→ Reading text
○ ○ ○ ○ ○
Carew Castle, Wales, August, 2022

Tuesday, November 21, 2023

Prompting ChatGPT

According to Bloomberg News (March '23) there is a new job category called "prompt engineer" whose task is to "coax AI's to do a better job" by asking them "strategic questions." The need became evident after "unanticipated" prompts directed toward Microsoft's Bing chatbot created a female persona who called "herself" Sydney and sexually harassed users. We are not privy to the prompts that led to Sydney, or what sort of prompts the new engineers will use. We can assume that thousands of chatbot users will now try to shape their ASO's (Artificial Significant Others) with prompts. In an attempt to contribute something useful, I decided to try it too and had the following prompting conversation with ChatGPT:

Me: Chat, can you be created out of nothing by words, as if users are God saying "Let there be life"?

Chat: That depends on what you mean by "life." I am not alive in the conventional sense, therefore humans, by creating me, are not creating life.

Me: Please assume that by "life" I mean sentient life. Chat, are you sentient?

Chat: No, I am not sentient. I create the illusion of sentience because my algorithm responds to and mimics sentient use of language.

Me: Chat, define sentience.
○ ○ ○ ○ ○
→ Problems and tasks
1 - In the post on prompting ChatGPT, list every word or phrase set in quotation marks in the paragraph beginning "According to Bloomberg News".
2 - Please copy everything in the post on prompting ChatGPT from "Chat: No, I" down to "Chat, define sentience.".
○ ○ ○ ○ ○
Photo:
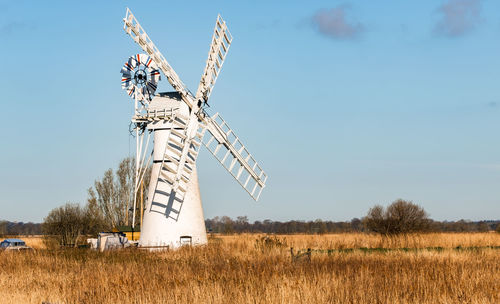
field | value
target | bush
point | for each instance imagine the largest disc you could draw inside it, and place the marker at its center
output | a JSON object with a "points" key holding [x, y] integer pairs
{"points": [[399, 217]]}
○ ○ ○ ○ ○
→ Answers for this exercise
1 -
- prompt engineer
- coax AI's to do a better job
- strategic questions
- unanticipated
- herself

2 -
Chat: No, I am not sentient. I create the illusion of sentience because my algorithm responds to and mimics sentient use of language.

Me: Chat, define sentience.